### Objective
Please find each row below containing the string "dune" and copy those rows out in full. Case counts when matching.

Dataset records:
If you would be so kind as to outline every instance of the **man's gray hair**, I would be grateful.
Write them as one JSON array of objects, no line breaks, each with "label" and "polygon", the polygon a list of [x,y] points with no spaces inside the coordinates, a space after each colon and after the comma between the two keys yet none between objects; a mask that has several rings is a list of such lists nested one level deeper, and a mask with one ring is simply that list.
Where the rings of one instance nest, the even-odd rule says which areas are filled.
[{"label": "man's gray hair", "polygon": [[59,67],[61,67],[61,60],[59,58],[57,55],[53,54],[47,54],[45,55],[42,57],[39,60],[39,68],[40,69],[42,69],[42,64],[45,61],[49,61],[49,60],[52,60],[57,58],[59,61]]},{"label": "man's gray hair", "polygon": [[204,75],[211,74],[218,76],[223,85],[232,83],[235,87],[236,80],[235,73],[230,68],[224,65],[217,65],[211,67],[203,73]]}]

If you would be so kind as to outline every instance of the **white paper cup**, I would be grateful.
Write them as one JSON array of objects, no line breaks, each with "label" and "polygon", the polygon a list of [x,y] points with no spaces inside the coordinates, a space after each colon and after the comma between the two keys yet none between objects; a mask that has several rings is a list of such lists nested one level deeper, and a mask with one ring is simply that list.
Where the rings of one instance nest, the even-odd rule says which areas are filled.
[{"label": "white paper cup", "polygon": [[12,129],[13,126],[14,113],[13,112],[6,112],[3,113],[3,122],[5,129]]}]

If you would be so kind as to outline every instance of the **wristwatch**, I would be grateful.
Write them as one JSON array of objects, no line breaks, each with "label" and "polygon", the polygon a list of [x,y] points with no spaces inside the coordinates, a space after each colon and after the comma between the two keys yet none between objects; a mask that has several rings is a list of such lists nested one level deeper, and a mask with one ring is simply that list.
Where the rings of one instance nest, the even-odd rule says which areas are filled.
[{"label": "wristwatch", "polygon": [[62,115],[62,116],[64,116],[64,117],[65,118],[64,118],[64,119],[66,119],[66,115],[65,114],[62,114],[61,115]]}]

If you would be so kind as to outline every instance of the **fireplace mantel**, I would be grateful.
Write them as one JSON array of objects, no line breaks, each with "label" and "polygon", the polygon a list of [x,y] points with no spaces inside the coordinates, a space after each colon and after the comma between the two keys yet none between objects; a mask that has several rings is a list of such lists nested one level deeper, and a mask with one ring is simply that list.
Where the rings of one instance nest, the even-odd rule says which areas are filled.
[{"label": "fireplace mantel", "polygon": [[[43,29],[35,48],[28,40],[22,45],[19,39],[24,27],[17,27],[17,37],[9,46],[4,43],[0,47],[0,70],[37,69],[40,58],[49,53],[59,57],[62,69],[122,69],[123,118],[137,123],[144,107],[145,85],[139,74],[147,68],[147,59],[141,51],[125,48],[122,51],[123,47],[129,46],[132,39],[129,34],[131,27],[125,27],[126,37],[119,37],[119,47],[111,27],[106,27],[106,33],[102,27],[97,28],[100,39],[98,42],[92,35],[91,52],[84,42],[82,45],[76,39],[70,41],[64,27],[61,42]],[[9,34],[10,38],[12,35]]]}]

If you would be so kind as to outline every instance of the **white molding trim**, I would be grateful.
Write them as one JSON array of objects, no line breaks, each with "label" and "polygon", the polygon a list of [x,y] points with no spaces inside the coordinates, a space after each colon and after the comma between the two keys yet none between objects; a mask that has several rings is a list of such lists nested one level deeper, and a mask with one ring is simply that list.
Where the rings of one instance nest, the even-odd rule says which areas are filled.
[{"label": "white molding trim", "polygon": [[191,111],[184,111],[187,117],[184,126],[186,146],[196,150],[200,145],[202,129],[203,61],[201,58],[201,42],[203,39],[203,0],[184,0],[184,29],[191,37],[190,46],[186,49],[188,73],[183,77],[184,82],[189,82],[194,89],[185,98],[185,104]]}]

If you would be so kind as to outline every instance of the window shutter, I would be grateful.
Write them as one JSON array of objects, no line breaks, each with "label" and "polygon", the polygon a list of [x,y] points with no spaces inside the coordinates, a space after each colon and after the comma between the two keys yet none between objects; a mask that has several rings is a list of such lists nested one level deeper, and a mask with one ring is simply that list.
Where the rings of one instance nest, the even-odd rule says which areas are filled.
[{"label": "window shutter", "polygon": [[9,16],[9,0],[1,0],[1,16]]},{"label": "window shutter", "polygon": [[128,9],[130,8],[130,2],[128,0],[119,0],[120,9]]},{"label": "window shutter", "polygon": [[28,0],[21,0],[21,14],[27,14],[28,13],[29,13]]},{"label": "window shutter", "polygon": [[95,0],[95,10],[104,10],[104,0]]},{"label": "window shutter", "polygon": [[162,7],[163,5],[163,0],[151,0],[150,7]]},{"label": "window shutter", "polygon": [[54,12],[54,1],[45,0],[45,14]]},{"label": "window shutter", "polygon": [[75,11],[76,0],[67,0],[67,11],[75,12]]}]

...

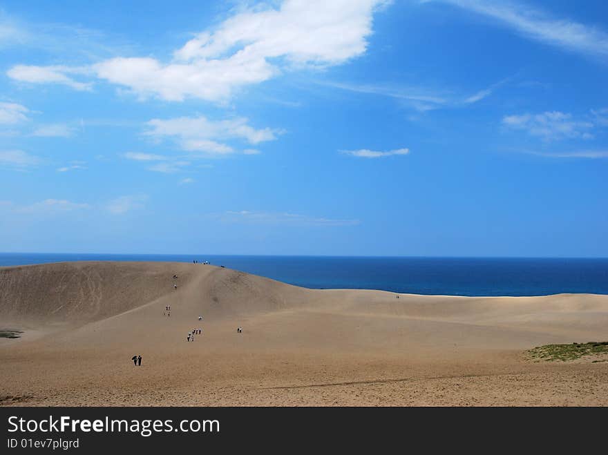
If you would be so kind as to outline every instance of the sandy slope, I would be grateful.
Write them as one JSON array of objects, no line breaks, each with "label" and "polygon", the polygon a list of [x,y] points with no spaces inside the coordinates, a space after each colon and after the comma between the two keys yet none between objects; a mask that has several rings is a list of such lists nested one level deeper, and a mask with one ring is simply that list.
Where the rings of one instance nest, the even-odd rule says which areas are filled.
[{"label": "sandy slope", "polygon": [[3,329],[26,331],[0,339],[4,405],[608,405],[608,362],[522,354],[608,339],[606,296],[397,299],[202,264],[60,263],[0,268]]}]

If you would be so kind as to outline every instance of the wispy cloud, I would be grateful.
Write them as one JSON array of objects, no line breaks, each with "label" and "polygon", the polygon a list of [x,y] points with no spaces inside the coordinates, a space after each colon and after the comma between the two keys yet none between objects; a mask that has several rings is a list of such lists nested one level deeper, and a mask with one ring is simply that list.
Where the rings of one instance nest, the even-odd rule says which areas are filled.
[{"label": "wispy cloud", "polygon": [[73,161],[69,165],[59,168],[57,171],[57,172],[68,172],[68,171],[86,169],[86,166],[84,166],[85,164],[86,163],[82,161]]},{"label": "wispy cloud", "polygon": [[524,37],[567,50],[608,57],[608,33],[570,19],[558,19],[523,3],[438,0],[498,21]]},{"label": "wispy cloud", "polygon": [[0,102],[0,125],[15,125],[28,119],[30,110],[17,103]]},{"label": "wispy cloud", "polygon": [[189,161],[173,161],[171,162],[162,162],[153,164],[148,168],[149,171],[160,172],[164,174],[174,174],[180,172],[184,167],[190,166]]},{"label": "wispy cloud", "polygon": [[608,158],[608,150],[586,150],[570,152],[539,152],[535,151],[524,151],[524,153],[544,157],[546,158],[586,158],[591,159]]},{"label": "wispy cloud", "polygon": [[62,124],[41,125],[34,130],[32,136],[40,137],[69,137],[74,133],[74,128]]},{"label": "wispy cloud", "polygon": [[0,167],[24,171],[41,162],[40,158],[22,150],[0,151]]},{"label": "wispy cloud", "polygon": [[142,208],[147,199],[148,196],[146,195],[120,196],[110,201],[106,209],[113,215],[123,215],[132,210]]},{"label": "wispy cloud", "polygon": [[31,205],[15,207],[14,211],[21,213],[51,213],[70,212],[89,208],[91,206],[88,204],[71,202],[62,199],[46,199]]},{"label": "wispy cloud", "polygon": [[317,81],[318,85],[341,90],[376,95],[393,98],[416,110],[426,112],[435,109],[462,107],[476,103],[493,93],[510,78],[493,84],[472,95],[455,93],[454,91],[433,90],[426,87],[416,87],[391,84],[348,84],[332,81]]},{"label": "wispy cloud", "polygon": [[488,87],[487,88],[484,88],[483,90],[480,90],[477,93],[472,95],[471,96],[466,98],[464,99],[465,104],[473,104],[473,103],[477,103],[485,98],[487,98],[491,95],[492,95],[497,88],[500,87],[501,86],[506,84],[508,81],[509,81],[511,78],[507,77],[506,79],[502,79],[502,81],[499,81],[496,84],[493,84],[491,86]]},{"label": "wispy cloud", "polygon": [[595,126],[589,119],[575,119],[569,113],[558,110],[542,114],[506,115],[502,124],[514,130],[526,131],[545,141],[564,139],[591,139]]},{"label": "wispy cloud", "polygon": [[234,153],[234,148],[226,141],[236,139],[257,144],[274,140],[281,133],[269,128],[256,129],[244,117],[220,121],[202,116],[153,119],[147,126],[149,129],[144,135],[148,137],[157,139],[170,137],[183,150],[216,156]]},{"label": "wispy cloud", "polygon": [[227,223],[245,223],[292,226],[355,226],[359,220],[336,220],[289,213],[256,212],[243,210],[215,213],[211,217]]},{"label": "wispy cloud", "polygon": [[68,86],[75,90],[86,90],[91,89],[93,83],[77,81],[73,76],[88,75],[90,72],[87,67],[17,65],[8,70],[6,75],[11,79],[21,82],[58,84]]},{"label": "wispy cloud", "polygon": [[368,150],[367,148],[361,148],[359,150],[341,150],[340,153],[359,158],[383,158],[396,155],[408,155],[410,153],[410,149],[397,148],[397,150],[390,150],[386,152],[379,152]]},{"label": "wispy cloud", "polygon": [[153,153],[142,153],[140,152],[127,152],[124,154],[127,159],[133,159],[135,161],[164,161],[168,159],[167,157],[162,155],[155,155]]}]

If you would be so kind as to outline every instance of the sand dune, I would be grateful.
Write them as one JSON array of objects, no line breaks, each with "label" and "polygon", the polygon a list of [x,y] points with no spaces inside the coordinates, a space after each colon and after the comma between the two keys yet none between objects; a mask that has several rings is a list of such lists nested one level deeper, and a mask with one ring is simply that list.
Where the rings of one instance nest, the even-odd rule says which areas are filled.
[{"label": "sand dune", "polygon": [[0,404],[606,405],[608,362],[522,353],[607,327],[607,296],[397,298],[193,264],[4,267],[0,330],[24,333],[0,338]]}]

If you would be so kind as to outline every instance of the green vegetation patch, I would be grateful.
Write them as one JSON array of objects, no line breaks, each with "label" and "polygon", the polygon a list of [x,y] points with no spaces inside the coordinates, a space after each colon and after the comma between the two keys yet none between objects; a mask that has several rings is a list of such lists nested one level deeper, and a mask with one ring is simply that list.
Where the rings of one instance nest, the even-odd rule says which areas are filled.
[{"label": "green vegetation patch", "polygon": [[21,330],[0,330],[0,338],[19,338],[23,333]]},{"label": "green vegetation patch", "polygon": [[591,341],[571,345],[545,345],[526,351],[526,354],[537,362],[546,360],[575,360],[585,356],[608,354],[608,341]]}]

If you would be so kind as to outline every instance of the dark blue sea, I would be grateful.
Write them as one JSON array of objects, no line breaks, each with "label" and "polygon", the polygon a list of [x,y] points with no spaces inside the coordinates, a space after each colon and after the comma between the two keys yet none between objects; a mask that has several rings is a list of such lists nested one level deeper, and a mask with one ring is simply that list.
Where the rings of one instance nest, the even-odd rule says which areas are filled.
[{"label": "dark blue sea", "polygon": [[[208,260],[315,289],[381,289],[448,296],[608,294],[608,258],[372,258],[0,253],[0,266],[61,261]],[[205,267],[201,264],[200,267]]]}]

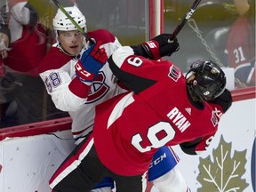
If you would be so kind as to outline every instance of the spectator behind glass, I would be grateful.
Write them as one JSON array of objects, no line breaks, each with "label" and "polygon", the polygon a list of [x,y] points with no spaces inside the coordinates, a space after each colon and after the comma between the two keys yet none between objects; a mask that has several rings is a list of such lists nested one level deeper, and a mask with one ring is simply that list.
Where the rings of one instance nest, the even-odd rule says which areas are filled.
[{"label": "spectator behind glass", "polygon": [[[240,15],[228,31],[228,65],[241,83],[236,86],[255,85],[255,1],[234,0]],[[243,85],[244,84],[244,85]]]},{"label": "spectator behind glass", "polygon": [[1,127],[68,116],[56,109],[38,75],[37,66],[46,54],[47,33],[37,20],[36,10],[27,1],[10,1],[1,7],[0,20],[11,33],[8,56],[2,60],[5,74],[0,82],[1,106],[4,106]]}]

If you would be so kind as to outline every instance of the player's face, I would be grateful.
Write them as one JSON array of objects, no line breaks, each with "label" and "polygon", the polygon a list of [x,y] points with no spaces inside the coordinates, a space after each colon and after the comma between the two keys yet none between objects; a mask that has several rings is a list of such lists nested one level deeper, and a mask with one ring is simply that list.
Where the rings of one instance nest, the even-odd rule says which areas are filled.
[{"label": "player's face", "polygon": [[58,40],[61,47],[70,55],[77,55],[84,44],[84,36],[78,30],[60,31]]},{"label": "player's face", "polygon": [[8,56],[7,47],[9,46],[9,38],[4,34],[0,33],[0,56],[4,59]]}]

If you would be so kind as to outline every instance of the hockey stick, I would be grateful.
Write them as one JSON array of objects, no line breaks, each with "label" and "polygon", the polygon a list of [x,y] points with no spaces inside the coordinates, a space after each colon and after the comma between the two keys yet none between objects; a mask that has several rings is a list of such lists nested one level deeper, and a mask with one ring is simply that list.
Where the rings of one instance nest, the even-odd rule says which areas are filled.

### Solution for this task
If you would be so kind as to outline every instance of the sand dune, I would be grateful.
[{"label": "sand dune", "polygon": [[0,404],[606,405],[608,362],[522,353],[607,327],[607,296],[397,298],[193,264],[4,267],[0,330],[24,333],[0,338]]}]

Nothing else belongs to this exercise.